===== TEXT EXCERPT =====

88 human tots, new record, mostly 10 and younger, and it even rained.


----------



## MommaMoose (May 15, 2010)

After counting remaining treat bags I found that I had 52 this year. Which is up by about 20 from last year. For several it was their 2nd year coming by and a few of the younger ones actually made it up the driveway this year.


----------



## CoolDJTV (Jun 28, 2011)

we had like 3 feet of snow but we still got 50-80 TOT's truly considering the weather that was pretty good. (we usually get 2-3 hundred)


----------



## Cal78 (Aug 20, 2012)

44 Down from 53 Last Year, Which Majorly Sucks, But if You Base it on How i feel by Building and Setting Up my Yard Haunt, Then I Majorly Kicked Butt.


----------



## MurrayTX (Nov 4, 2011)

No lie.... Around 1000. Some were likely return traffic circling the neighborhood...but it was nuts here. Stocking up on plastic junk from Oriental Trading Co is the only way we were able to outlast the crowd.


----------



## Night Watchman (Aug 15, 2009)

We had a little over 300. That is about average, and with the rain it was a great turn out.


----------



## uncle willie (Apr 13, 2004)

*53 kids this year*

mother nature was out for me this year. 1st the dry summer killed my pumkin patch then the strom. but at less my crew at work will get a load of candy come monday!


----------



## Johnny Thunder (Feb 24, 2006)

Strange that post-storm we seemed to have the most TOTers and houses giving out candy in the years we have been in this house. It was great!


----------



## Haunted Bayou (Feb 16, 2007)

Around 300 or so, which was more than last year. No many lulls between hoards of kids this year. Many drive-by ToTs and a record number of dogs. Forgot to put out my dog treats.


----------



## Copchick (Apr 10, 2012)

My count was way down, only about a dozen. BUT, I had two sets of ToT's that stood at the top of the front steps and wouldn't come down to the yard because they were too scared. Mwah, ha, ha, haaaa! Life's good!


----------



## trishaanne (Aug 20, 2005)

ZERO. I have enough treats for 200+ kids but Halloween has been postponed indefinitely!


----------



## Joiseygal (Sep 3, 2008)

Jersey weather really killed the mood for so many haunters this Halloween. I am so sorry to hear Halloween was cancelled.  I was able to get around 40 people to go through the haunt even though we were suppose to have a curfew in our town on Saturday.

===== STORED DATA =====

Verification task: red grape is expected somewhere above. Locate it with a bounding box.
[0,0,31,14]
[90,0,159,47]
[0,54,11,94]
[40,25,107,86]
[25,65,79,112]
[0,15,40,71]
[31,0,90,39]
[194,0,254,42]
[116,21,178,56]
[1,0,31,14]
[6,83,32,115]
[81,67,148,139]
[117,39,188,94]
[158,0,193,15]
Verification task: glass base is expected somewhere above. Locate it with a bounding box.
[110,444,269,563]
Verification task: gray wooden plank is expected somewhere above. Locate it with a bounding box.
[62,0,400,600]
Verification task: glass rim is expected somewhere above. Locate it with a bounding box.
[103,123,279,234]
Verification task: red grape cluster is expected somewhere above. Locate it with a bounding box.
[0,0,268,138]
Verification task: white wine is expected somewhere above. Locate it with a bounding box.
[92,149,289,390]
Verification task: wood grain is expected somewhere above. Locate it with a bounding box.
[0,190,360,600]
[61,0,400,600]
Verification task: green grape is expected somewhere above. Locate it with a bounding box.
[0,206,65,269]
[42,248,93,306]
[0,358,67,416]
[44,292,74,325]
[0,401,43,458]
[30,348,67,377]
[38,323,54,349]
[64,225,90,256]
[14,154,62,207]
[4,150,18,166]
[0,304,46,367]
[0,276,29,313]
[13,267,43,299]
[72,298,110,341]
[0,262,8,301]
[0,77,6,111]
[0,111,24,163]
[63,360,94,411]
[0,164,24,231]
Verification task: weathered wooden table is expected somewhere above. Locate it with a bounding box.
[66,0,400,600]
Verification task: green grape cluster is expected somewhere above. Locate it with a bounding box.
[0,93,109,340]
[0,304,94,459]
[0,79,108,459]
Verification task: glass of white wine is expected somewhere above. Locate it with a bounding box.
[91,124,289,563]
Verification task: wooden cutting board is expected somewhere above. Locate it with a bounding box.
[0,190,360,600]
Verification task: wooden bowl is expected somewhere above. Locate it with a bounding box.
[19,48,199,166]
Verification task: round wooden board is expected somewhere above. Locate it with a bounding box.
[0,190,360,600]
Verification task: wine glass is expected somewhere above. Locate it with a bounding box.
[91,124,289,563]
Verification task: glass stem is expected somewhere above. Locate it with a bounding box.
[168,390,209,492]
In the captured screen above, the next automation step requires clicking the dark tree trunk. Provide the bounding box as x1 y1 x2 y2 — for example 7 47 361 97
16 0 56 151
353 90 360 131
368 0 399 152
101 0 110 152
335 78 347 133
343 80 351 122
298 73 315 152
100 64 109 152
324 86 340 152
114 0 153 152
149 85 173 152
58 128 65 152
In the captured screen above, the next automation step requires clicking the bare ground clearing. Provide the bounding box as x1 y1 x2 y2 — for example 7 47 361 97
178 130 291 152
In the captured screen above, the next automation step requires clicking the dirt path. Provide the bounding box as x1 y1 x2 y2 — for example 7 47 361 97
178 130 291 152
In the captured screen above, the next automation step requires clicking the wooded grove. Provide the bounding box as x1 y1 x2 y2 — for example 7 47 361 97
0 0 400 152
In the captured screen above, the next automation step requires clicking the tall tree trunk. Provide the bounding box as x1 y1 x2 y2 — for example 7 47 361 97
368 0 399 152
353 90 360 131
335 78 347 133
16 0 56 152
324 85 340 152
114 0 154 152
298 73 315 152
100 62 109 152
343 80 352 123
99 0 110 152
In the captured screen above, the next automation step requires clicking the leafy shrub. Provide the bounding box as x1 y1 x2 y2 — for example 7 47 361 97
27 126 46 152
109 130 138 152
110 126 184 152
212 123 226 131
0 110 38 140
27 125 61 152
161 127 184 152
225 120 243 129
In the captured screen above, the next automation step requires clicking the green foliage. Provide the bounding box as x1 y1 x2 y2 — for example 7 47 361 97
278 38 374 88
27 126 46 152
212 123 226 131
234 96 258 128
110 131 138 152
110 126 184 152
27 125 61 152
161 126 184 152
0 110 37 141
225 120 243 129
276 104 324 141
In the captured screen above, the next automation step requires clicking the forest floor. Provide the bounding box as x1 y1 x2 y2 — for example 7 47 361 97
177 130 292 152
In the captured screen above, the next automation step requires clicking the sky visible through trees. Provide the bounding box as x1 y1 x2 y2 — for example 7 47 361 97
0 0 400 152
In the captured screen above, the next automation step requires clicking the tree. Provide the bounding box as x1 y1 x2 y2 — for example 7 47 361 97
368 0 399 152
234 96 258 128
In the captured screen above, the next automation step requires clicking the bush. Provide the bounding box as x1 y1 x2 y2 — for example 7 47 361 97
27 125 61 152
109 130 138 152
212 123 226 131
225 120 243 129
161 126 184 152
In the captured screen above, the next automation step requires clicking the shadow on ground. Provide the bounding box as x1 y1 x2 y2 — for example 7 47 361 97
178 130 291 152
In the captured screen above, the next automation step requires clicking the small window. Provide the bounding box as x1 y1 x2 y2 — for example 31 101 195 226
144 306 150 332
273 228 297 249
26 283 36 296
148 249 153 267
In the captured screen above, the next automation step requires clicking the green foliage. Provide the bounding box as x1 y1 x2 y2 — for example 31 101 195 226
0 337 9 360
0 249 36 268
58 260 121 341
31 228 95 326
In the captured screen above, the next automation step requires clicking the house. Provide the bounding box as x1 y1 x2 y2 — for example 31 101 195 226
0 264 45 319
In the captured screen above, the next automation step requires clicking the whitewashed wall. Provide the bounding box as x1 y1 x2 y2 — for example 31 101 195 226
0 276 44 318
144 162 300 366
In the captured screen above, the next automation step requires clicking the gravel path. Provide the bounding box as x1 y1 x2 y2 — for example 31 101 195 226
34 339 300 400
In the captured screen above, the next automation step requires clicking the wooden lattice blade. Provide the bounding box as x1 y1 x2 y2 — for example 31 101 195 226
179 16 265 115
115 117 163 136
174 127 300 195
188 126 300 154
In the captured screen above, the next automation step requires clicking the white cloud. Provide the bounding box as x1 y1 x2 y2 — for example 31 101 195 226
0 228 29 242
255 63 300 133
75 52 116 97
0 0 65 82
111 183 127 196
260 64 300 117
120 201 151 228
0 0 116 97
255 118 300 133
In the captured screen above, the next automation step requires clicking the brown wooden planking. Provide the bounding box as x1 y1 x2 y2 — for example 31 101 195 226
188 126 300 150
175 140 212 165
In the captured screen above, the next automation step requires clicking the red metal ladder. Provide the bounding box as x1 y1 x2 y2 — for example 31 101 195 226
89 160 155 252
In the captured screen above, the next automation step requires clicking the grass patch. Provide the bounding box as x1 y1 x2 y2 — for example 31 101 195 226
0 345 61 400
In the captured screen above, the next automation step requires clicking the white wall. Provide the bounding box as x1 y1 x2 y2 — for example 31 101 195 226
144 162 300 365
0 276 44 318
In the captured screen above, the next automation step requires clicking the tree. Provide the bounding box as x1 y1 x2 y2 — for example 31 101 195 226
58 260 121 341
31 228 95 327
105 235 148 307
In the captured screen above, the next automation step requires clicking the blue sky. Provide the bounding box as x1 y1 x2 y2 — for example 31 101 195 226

=====

• [WHAT IS NEEDED]
Copy everything from "we had like" down to "(Aug 20, 2012)" in the Halloween thread, and change "snow" to "sleet" along the way. The listing has no connection to the Halloween thread.

• [REPLY]
we had like 3 feet of sleet but we still got 50-80 TOT's truly considering the weather that was pretty good. (we usually get 2-3 hundred)


----------



## Cal78 (Aug 20, 2012)